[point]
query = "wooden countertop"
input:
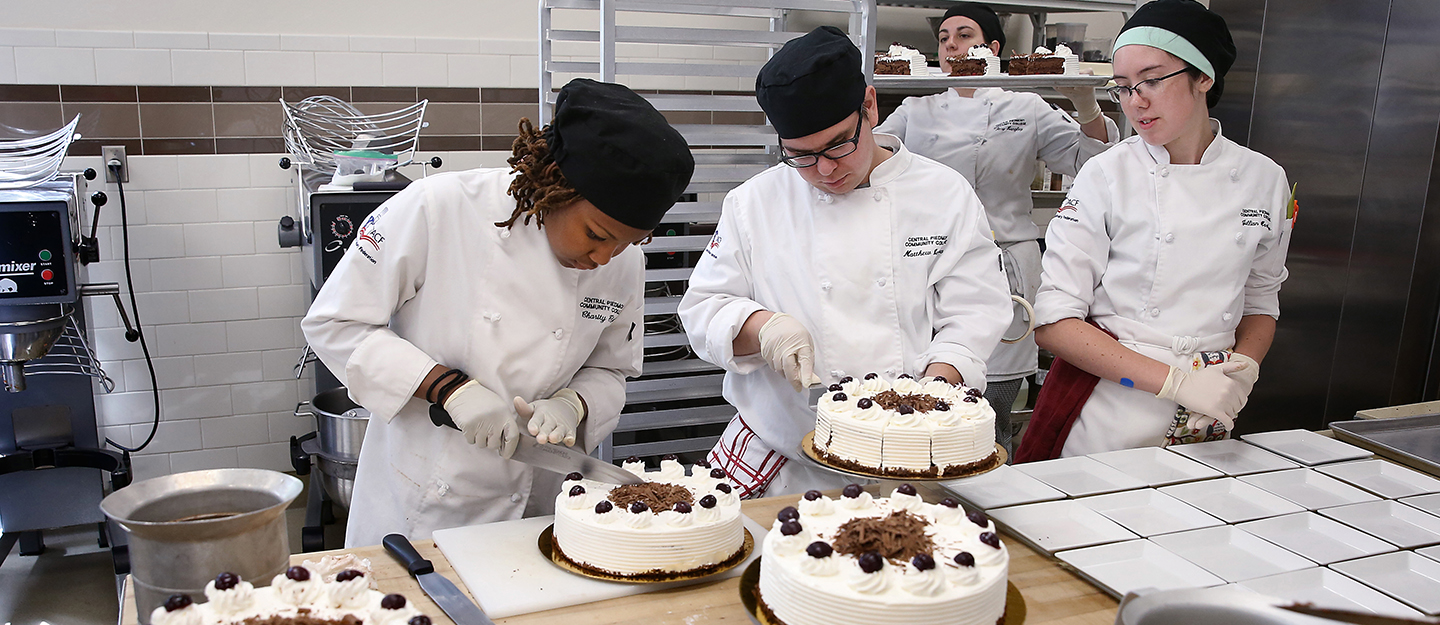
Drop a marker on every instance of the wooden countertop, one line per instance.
(1053, 595)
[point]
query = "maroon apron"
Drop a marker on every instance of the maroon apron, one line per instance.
(1062, 398)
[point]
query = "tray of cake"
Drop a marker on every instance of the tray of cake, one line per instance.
(902, 68)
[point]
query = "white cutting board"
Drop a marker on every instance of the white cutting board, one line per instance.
(506, 572)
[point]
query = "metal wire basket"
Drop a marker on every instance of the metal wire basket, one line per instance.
(317, 127)
(33, 160)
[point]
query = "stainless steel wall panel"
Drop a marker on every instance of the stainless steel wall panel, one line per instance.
(1391, 209)
(1316, 81)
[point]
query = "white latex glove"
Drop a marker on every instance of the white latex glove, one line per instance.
(484, 418)
(788, 347)
(1087, 108)
(1249, 375)
(553, 419)
(1210, 390)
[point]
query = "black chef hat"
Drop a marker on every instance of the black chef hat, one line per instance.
(1188, 30)
(618, 151)
(811, 84)
(982, 15)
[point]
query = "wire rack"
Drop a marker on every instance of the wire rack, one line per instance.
(33, 160)
(317, 127)
(71, 356)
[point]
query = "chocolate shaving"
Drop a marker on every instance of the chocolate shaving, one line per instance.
(889, 399)
(897, 537)
(660, 497)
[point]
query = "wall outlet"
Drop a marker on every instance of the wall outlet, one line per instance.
(113, 153)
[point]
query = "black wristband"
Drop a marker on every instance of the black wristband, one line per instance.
(448, 380)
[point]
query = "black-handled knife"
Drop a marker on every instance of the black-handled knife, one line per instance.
(445, 595)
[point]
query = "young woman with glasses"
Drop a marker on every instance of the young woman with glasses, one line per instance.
(994, 137)
(1162, 268)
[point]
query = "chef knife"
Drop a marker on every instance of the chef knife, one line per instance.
(442, 591)
(560, 460)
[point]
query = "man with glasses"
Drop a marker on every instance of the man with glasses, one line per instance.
(851, 257)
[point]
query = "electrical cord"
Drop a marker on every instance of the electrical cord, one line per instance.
(134, 313)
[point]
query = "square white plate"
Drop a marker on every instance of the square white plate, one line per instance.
(1080, 475)
(1060, 524)
(1306, 447)
(1157, 467)
(1231, 553)
(1318, 537)
(1149, 511)
(1427, 503)
(1430, 552)
(1231, 500)
(1233, 457)
(1325, 588)
(1002, 487)
(1384, 478)
(1391, 522)
(1121, 568)
(1309, 488)
(1403, 575)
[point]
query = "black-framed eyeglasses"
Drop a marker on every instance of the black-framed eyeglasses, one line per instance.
(1121, 92)
(834, 153)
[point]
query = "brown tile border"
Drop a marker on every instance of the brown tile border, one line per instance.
(245, 94)
(246, 120)
(91, 146)
(382, 94)
(509, 95)
(448, 94)
(177, 146)
(174, 94)
(97, 94)
(30, 92)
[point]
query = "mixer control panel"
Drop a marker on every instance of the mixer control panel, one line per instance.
(35, 255)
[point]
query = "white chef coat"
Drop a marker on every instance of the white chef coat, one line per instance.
(887, 278)
(432, 280)
(992, 138)
(1167, 257)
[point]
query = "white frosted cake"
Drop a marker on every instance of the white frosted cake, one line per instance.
(674, 523)
(298, 596)
(905, 428)
(861, 560)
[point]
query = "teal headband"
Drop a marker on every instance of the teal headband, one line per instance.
(1167, 41)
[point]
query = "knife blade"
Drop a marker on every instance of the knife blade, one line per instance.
(445, 595)
(560, 460)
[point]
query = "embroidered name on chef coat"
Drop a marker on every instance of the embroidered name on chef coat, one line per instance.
(1254, 218)
(601, 310)
(370, 236)
(1011, 126)
(1067, 210)
(925, 245)
(713, 245)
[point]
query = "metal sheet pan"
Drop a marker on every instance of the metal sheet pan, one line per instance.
(1413, 441)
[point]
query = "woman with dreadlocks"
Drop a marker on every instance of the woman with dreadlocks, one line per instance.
(511, 300)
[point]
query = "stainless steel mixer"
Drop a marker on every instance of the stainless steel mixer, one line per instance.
(49, 442)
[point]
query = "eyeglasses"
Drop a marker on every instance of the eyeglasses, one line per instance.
(834, 153)
(1121, 92)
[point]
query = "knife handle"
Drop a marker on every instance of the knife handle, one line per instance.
(441, 418)
(401, 547)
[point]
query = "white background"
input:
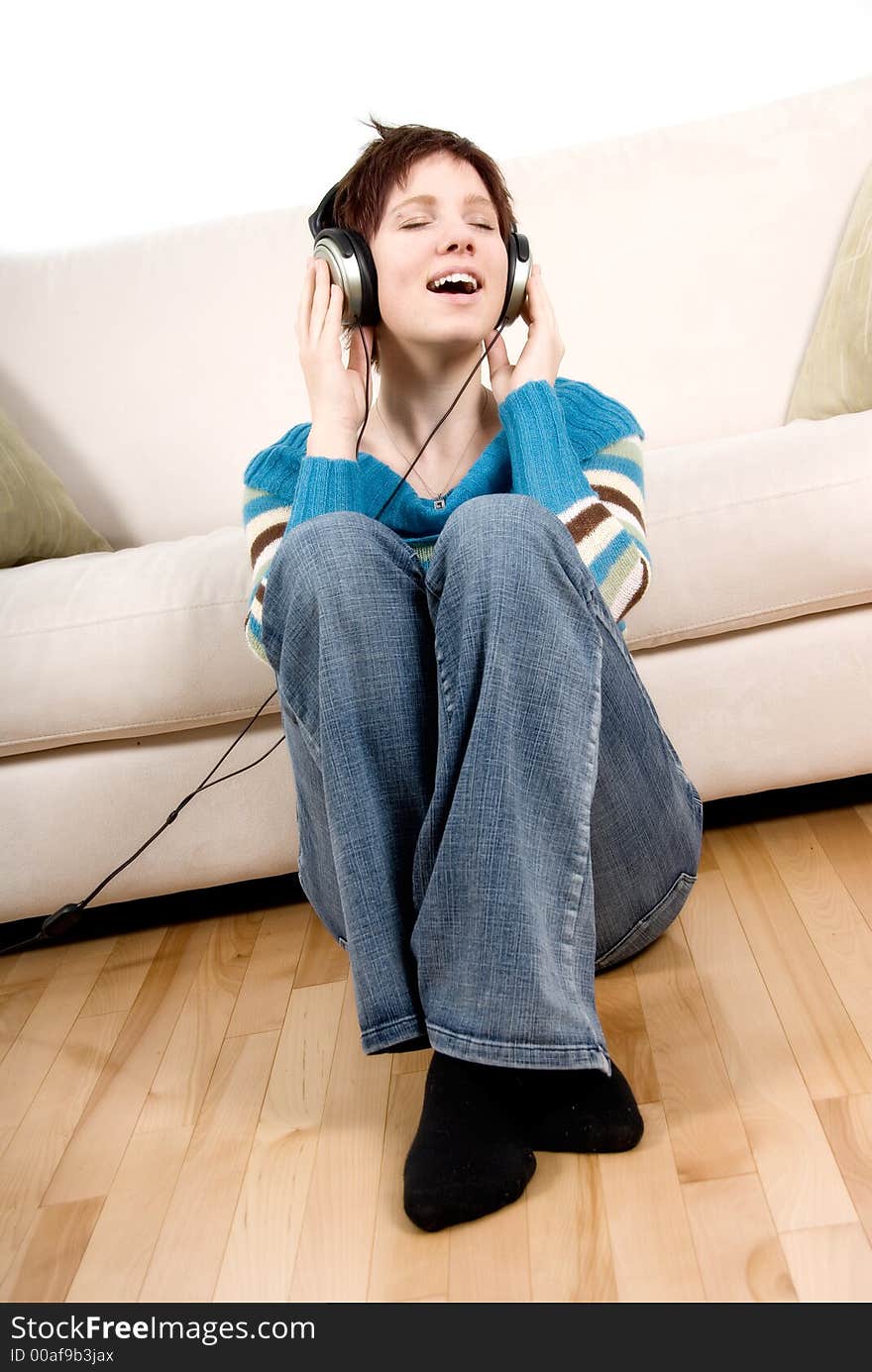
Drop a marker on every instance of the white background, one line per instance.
(124, 117)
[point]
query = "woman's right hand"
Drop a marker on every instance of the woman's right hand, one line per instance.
(337, 394)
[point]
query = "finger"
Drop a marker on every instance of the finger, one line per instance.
(303, 309)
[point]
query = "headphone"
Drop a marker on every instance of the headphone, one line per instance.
(353, 270)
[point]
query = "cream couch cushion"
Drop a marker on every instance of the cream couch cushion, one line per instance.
(835, 376)
(757, 528)
(743, 531)
(143, 641)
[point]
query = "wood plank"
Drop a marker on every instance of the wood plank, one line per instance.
(42, 1036)
(43, 1135)
(623, 1023)
(838, 930)
(262, 1251)
(189, 1249)
(707, 1130)
(114, 1262)
(831, 1264)
(93, 1153)
(800, 1176)
(736, 1243)
(847, 844)
(570, 1246)
(847, 1124)
(651, 1243)
(333, 1258)
(826, 1047)
(268, 979)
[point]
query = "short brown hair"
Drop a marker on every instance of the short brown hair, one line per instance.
(386, 162)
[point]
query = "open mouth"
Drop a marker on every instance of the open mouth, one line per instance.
(458, 284)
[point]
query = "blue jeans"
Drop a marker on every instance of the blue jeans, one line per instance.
(490, 809)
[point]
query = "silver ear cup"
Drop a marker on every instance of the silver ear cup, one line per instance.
(520, 276)
(519, 289)
(345, 273)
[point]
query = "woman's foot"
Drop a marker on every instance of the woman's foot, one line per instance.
(467, 1157)
(580, 1110)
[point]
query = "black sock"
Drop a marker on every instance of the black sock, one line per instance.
(466, 1158)
(580, 1110)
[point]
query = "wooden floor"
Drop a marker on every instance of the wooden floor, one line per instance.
(187, 1112)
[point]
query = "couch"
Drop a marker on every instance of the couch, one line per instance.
(687, 266)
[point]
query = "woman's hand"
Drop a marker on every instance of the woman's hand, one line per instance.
(543, 352)
(337, 394)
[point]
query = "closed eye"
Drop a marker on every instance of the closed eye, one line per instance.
(422, 224)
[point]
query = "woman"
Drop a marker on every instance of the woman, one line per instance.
(488, 805)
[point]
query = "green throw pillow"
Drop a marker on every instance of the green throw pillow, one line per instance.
(38, 517)
(835, 376)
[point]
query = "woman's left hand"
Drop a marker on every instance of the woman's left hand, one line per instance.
(543, 352)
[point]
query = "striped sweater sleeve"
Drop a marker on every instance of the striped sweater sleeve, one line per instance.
(283, 487)
(580, 455)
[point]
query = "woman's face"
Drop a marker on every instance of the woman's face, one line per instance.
(419, 241)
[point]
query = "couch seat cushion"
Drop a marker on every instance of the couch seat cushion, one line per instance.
(755, 528)
(139, 641)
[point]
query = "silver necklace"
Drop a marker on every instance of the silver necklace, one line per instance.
(438, 503)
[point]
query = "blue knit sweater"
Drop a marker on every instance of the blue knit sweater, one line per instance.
(572, 448)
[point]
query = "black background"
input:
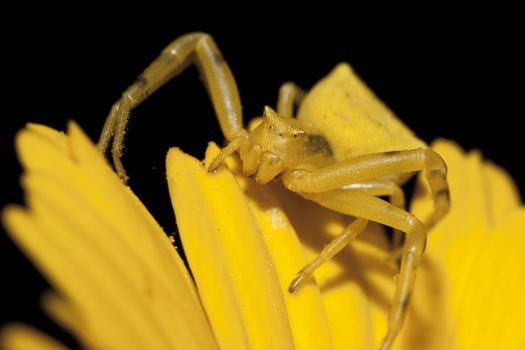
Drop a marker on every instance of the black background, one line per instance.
(446, 72)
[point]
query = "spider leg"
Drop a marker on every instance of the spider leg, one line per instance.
(326, 187)
(351, 232)
(354, 229)
(371, 208)
(290, 95)
(193, 48)
(373, 166)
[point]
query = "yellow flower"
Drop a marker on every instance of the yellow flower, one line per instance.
(119, 283)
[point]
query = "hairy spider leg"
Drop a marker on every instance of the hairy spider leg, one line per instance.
(326, 187)
(193, 48)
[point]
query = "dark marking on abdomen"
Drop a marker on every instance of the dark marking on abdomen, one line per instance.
(318, 144)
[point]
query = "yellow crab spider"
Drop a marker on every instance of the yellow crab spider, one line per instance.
(311, 158)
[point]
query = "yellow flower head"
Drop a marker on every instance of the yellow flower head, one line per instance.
(120, 284)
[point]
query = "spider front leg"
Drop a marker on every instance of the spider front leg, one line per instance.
(352, 231)
(290, 95)
(193, 48)
(326, 187)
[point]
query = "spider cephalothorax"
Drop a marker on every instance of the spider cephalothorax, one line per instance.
(345, 154)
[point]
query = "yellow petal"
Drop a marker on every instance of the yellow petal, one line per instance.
(481, 246)
(22, 337)
(492, 311)
(306, 313)
(503, 195)
(232, 268)
(100, 247)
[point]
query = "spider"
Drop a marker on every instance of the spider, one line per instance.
(317, 162)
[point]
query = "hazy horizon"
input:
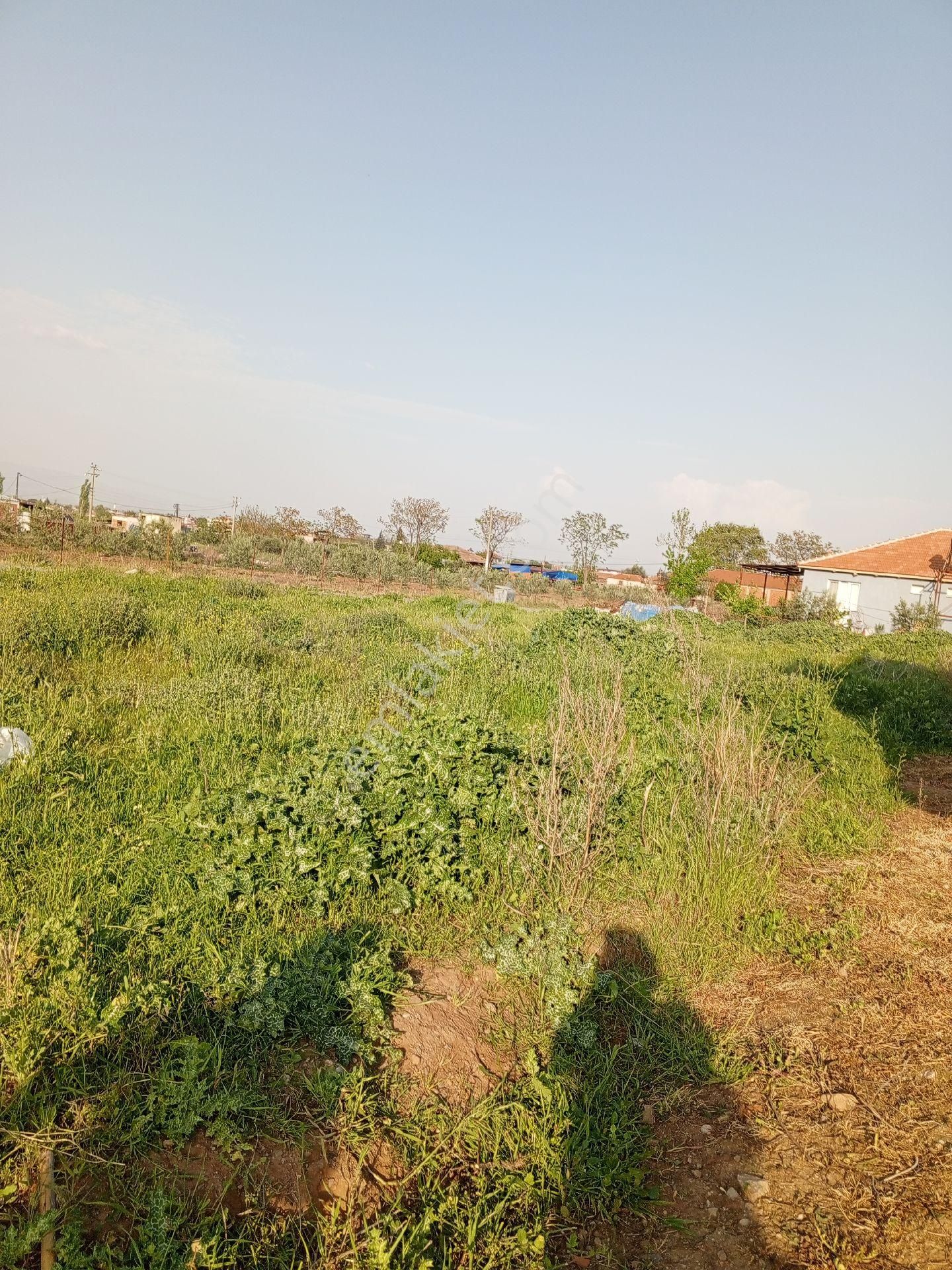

**ABOUT THIS TASK:** Your task is to restate word for word the lines from the line holding "Drop a marker on every instance of the yellow flower, one" through the final line of the listing, both included, but none of the pictures.

**TASK OUTPUT:**
Drop a marker on every instance of the yellow flower, one line per instance.
(119, 283)
[point]
query = "hairy spider leg"
Drop a marker on every instance of the hairy spider leg, one line per instance.
(326, 187)
(193, 48)
[point]
query = "dark marking on abdomen"
Drop a marker on every instance of the dark marking on abdomen, one line per instance.
(318, 144)
[point]
query = "yellow crab spider"
Drop a marker on every instance of the yellow crab spider, one line per instance.
(311, 158)
[point]
query = "yellow flower head"
Drop a marker on every instance of the yellow flower head, one line per instance.
(120, 284)
[point]
query = "spider front leg"
Drop a marker on every instance of the spider front leg, one line per instance.
(352, 231)
(290, 95)
(193, 48)
(326, 187)
[point]
query = "spider cephalothorax"
Drop a marker on every instance of the spider cephalothorax, one line per instance.
(345, 154)
[point]
query = "yellow petal"
Drop a marker on every instance of the yellow petal, one line per instance.
(481, 246)
(22, 337)
(492, 311)
(306, 313)
(503, 195)
(232, 268)
(100, 247)
[point]
query = "spider"
Drop a marker on every instance of the spider, one line per instance.
(317, 162)
[point]
query = "hazy horizon"
input:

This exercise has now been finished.